(Rows from a dataset)

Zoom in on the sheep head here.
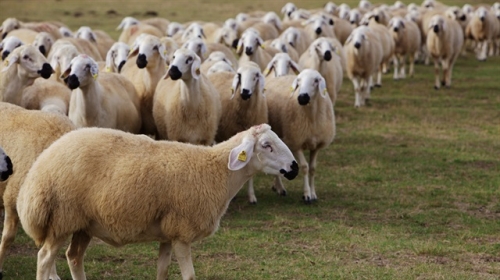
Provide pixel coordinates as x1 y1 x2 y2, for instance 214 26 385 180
227 124 299 180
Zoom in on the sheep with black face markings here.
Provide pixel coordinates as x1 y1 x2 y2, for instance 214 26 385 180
18 124 298 280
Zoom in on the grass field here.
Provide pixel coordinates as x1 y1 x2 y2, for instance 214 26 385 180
0 0 500 280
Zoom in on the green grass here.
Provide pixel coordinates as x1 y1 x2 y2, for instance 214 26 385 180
0 0 500 280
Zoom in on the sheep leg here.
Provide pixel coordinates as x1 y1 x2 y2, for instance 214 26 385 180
0 207 19 279
174 241 195 280
156 242 172 280
297 150 312 204
309 150 319 201
36 233 67 280
248 177 257 204
66 231 92 280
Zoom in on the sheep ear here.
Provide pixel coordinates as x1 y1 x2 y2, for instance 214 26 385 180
227 137 255 171
2 53 19 72
318 77 328 98
191 57 201 80
230 73 241 99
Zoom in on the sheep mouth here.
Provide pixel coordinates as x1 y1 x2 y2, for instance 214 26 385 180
280 160 299 180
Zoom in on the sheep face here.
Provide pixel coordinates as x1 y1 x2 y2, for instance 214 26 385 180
182 38 207 58
231 63 264 100
106 42 130 73
228 124 299 180
2 45 54 79
236 28 264 56
129 34 167 69
0 148 13 181
0 36 24 60
292 69 328 106
61 54 99 90
264 53 300 77
0 18 21 40
33 32 54 56
165 48 201 81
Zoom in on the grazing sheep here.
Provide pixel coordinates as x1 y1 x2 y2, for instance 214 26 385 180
0 45 54 105
266 69 335 203
0 147 12 182
18 124 298 279
0 102 74 279
153 48 221 145
105 42 130 73
344 25 384 107
389 17 422 80
61 54 141 133
121 34 168 135
426 15 464 89
299 37 345 105
264 53 301 77
0 36 24 60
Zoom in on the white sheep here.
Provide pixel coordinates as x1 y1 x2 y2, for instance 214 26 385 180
299 37 345 104
61 54 141 133
18 124 298 279
0 45 54 105
105 42 130 73
0 102 74 279
344 25 384 107
426 15 464 89
266 69 335 203
0 147 12 182
121 34 168 135
0 36 24 60
153 48 221 145
389 17 422 80
208 62 268 204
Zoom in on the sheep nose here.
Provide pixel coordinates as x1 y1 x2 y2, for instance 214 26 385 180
245 47 253 56
136 53 148 69
66 74 80 90
323 51 332 61
2 51 10 60
118 60 125 73
168 65 182 81
241 88 251 100
280 160 299 180
297 93 311 106
38 63 54 79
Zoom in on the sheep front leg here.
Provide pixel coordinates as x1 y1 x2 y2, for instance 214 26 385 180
156 242 172 280
297 150 312 204
174 241 195 280
0 207 19 279
66 231 92 280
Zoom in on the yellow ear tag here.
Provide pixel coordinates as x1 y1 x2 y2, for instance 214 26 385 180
238 151 247 162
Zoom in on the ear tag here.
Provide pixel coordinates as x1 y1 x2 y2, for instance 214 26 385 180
238 151 247 162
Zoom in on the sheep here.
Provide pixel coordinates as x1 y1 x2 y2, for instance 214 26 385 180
299 37 345 104
0 45 53 105
0 102 74 279
263 53 302 77
0 147 12 182
0 36 24 60
466 7 500 61
17 124 298 279
426 15 464 89
105 42 130 73
208 62 268 204
121 34 168 135
153 48 221 145
344 25 384 107
266 69 335 203
61 54 141 133
389 17 422 80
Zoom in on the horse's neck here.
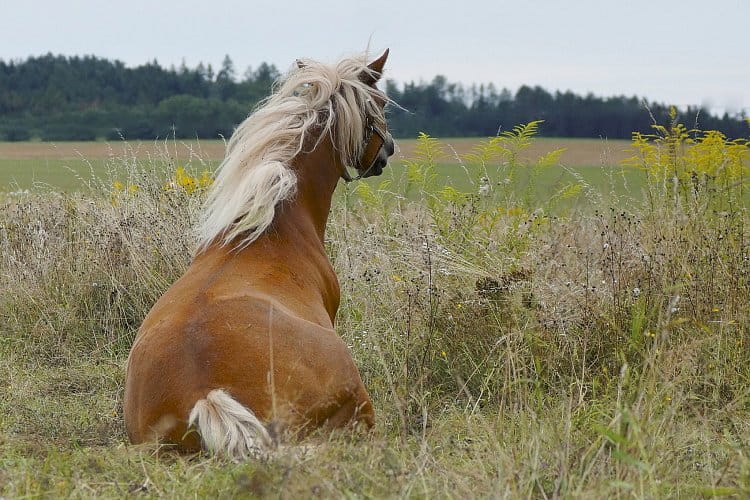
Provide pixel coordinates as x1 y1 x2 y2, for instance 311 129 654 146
197 145 340 323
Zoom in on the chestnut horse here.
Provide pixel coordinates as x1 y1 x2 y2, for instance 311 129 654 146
125 51 394 458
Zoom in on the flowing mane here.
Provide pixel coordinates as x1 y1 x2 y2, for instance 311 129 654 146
198 54 386 252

Given request = Copy out every row above word for word, omitting the pictures.

Exercise response =
Zoom in on the sheep head here.
Provide pixel coordinates as x1 y1 x2 y2, for instance 214 26 385 180
227 124 299 180
Zoom in on the sheep with black face markings here.
Provide pixel coordinates as x1 y1 x2 y2, for instance 214 26 385 180
18 124 298 280
Zoom in on the grass field here.
Provide pixel coordinates as x1 y1 x2 y2, for instance 214 26 385 180
0 0 500 280
Zoom in on the green grass here.
Provide pixel coordinates as x1 y1 x2 y2, for instance 214 26 385 180
0 0 500 280
Zoom in on the sheep leg here.
Provide pixel coordinates as x1 y1 x2 y2, for instance 214 26 385 180
0 207 19 279
174 241 195 280
156 242 172 280
297 150 312 204
309 150 319 201
36 233 67 280
248 177 257 204
66 231 92 280
Zoom in on the sheep ear here.
Provide pixel coordinates as x1 y1 x2 y2, for instance 214 26 385 180
227 137 255 171
2 53 19 72
318 77 328 98
191 57 201 80
230 73 241 99
Zoom in on the sheep mouth here.
Provide pixel coordinates as x1 y1 x2 y2, for instance 214 26 385 180
280 160 299 180
Zoom in on the sheep face here.
Provide pixel coordinates as x1 y1 x2 y2, for instance 214 26 385 180
182 38 207 58
231 63 264 100
106 42 130 73
228 124 299 180
2 45 54 79
236 28 264 56
129 34 167 69
0 148 13 181
0 36 24 60
292 69 328 106
61 54 99 90
264 53 300 77
0 18 21 40
33 32 54 56
165 48 201 81
Zoom in on the grazing sheep here.
Provide pixel coordinates as x1 y1 x2 y2, for instance 214 26 385 180
0 45 54 105
266 69 335 203
0 147 12 182
18 124 298 279
0 102 74 279
153 48 221 145
105 42 130 73
344 25 384 107
389 17 422 80
61 54 141 133
121 34 168 135
426 15 464 89
299 37 345 105
264 53 301 77
0 36 24 60
Zoom in on the white sheep here.
Provide pixel coordinates as x1 y1 x2 y2, for instance 214 26 385 180
299 37 345 104
61 54 141 133
18 124 298 279
0 45 54 105
105 42 130 73
0 102 74 279
344 25 384 107
426 15 464 89
266 69 335 203
0 147 12 182
121 34 168 135
0 36 24 60
153 48 221 145
389 17 422 80
208 62 268 204
Zoom in on the sheep nose here.
Provide pixel coordinates as x1 y1 x2 y2, for instance 214 26 385 180
245 47 253 56
136 53 148 69
66 74 80 90
323 51 332 61
2 51 10 60
118 60 125 73
168 65 182 81
241 88 251 100
280 160 299 180
297 93 311 106
38 63 54 79
Zoom in on the sheep front leg here.
Provide pixel coordinates as x1 y1 x2 y2, for instance 214 26 385 180
156 242 172 280
297 150 312 204
174 241 195 280
0 207 19 279
66 231 92 280
Zoom in on the yellow ear tag here.
Provide pixel coordinates as x1 y1 x2 y2, for instance 214 26 385 180
238 151 247 162
Zoom in on the ear tag here.
Provide pixel coordinates as x1 y1 x2 y2, for instance 214 26 385 180
238 151 247 162
Zoom in on the sheep here.
Provide pixel coordinates as x1 y1 x2 y2, for instance 214 26 385 180
299 37 345 104
0 45 53 105
0 102 74 279
263 53 302 77
0 147 12 182
0 36 24 60
466 7 500 61
17 124 298 279
426 15 464 89
105 42 130 73
208 62 268 204
121 34 168 135
153 48 221 145
344 25 384 107
266 69 335 203
61 54 141 133
389 17 422 80
Zoom in on the horse's neck here.
Provide pixel coordinates as x1 y1 x2 y2, for instance 311 129 654 146
197 145 340 323
Zoom in on the chestnut horse here.
Provide pixel coordinates as x1 y1 x2 y2, for instance 311 129 654 146
125 51 394 458
Zoom in on the flowing mane here.
Provide pixel coordinates as x1 y1 x2 y2, for instance 311 129 654 146
198 54 386 252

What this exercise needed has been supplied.